◆ **文章**:
BZOJ 1050 旅行(并查集)

很好的一道题。

首先把边权排序。然后枚举最小的边,再依次添加不小于该边的边,直到s和t联通。用并查集维护即可。

 

# include <cstdio>
# include <cstring>
# include <cstdlib>
# include <iostream>
# include <vector>
# include <queue>
# include <stack>
# include <map>
# include <set>
# include <cmath>
# include <algorithm>
using namespace std;
# define lowbit(x) ((x)&(-x))
# define pi acos(-1.0)
# define eps 1e-3
# define MOD 998244353
# define INF 1000000000
# define mem(a,b) memset(a,b,sizeof(a))
# define FOR(i,a,n) for(int i=a; i<=n; ++i)
# define FO(i,a,n) for(int i=a; i<n; ++i)
# define bug puts("H");
# define lch p<<1,l,mid
# define rch p<<1|1,mid+1,r
# define mp make_pair
# define pb push_back
# define set pabs
typedef pair<int,int> PII;
typedef vector<int> VI;
# pragma comment(linker, "/STACK:1024000000,1024000000")

◆ **记录数据**:
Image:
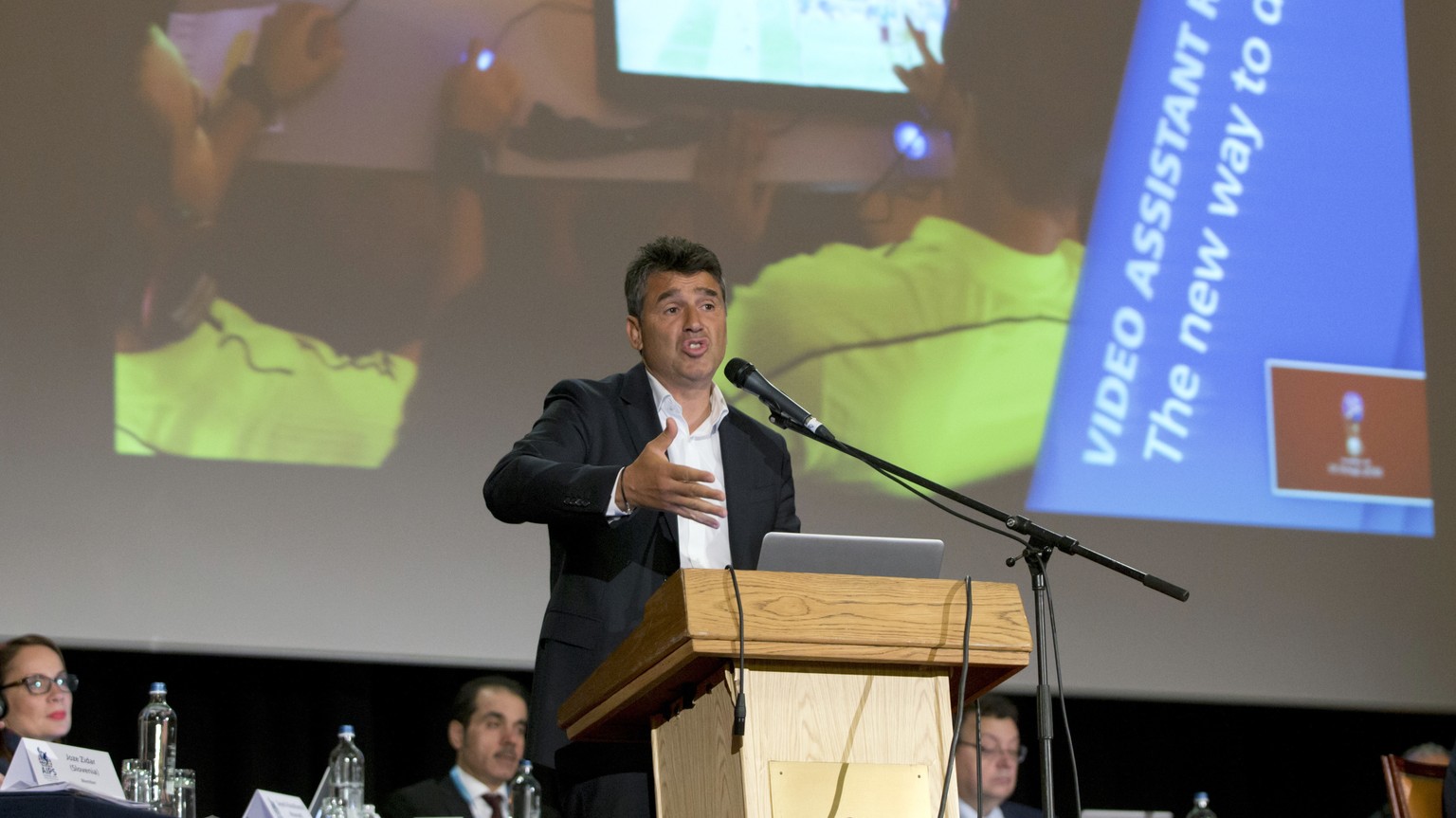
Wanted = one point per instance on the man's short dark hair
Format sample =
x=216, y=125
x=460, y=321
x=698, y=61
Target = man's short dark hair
x=668, y=253
x=464, y=708
x=994, y=706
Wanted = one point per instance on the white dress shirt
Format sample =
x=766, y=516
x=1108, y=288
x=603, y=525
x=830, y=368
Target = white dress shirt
x=698, y=545
x=967, y=811
x=472, y=790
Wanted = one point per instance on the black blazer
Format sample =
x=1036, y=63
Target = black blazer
x=602, y=573
x=432, y=796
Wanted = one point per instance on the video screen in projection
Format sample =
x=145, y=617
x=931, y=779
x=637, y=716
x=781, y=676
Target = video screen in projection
x=347, y=519
x=839, y=44
x=1247, y=344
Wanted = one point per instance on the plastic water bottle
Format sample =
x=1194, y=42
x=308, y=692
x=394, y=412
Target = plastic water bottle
x=157, y=741
x=1200, y=807
x=347, y=772
x=526, y=793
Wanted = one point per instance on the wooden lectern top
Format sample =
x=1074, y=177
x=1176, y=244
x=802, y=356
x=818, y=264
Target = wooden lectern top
x=690, y=627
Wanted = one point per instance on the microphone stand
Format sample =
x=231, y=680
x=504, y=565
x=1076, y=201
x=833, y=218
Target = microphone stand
x=1038, y=549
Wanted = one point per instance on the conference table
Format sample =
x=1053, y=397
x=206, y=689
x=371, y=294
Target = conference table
x=63, y=805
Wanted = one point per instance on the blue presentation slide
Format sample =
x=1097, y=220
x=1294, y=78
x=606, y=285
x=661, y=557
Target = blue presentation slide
x=1247, y=339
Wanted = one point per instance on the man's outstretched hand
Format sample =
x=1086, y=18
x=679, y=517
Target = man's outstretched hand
x=654, y=482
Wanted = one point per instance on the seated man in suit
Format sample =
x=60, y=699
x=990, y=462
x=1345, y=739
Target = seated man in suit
x=1001, y=755
x=488, y=734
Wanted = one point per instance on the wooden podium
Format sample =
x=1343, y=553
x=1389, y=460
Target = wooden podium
x=847, y=684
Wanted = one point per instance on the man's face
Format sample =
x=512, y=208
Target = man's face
x=1001, y=742
x=682, y=334
x=489, y=747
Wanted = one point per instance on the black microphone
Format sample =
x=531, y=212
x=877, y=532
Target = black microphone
x=744, y=375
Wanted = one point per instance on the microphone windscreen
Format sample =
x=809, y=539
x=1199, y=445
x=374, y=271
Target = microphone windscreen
x=738, y=372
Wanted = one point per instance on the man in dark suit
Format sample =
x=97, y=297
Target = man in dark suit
x=635, y=476
x=488, y=734
x=1002, y=753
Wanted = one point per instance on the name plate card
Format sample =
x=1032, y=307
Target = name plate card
x=276, y=805
x=62, y=766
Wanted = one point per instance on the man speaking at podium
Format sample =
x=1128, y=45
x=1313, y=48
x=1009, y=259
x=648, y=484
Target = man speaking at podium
x=635, y=476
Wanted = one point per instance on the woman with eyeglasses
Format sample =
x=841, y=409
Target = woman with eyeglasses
x=35, y=693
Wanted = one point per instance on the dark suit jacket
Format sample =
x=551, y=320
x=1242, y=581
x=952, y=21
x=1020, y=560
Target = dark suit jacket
x=1012, y=809
x=602, y=573
x=432, y=796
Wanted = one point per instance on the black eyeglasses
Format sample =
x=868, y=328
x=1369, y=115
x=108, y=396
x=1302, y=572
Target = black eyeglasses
x=1019, y=754
x=40, y=684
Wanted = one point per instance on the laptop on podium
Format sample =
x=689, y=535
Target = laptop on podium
x=849, y=554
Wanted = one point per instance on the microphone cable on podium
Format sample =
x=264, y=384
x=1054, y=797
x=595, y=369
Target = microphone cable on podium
x=740, y=709
x=959, y=704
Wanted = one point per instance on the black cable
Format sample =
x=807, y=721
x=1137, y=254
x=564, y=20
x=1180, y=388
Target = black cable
x=740, y=709
x=532, y=9
x=980, y=791
x=948, y=510
x=959, y=703
x=1062, y=698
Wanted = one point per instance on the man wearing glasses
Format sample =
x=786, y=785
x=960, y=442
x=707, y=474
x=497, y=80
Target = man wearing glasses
x=35, y=693
x=1001, y=755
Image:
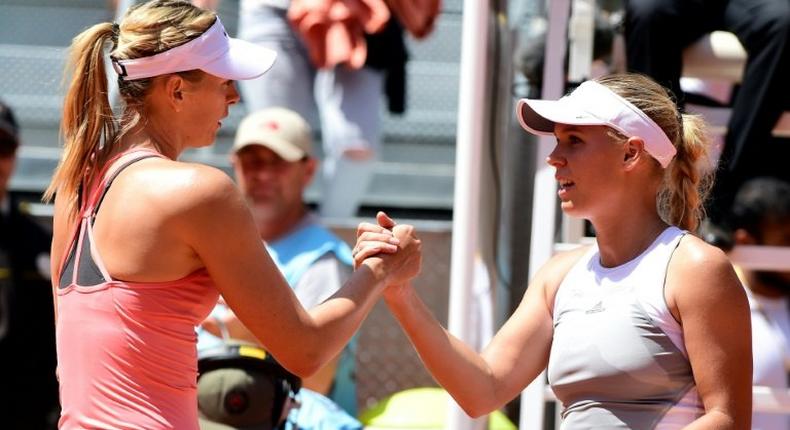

◆ **你的任务**:
1. 请照原样复制记录中从第一行起到含有"x=994, y=706"的那一行为止的各行，首尾两行均包括在内。答案中不要附上图片。
2. 请接着关于BZOJ 1050旅行一题的文章最后一行往下续写。

◆ **逐项输出**:
1.
Image:
Wanted = one point per instance on the man's short dark hair
Format sample =
x=216, y=125
x=460, y=321
x=698, y=61
Target = man's short dark hair
x=668, y=253
x=464, y=708
x=994, y=706

2.
typedef long long LL;
int Scan() {
    int res=0, flag=0;
    char ch;
    if((ch=getchar())=='-') flag=1;
    else if(ch>='0'&&ch<='9') res=ch-'0';
    while((ch=getchar())>='0'&&ch<='9')  res=res*10+(ch-'0');
    return flag?-res:res;
}
void Out(int a) {
    if(a<0) {putchar('-'); a=-a;}
    if(a>=10) Out(a/10);
    putchar(a%10+'0');
}
const int N=505;
//Code begin...
typedef struct{int u, v, w;}Node;
Node edge[5005];
int fa[N];

bool comp(Node a, Node b){return a.w<b.w;}
int find(int x)
{
    int s, temp;
    for (s=x; fa[s]>=0; s=fa[s]) ;
    while (s!=x) temp=fa[x], fa[x]=s, x=temp;
    return s;
}
void union_set(int x, int y)
{
    int temp=fa[x]+fa[y];
    if (fa[x]>fa[y]) fa[x]=y, fa[y]=temp;
    else fa[y]=x, fa[x]=temp;
}
int gcd(int x, int y){return y?gcd(y,x%y):x;}
int main ()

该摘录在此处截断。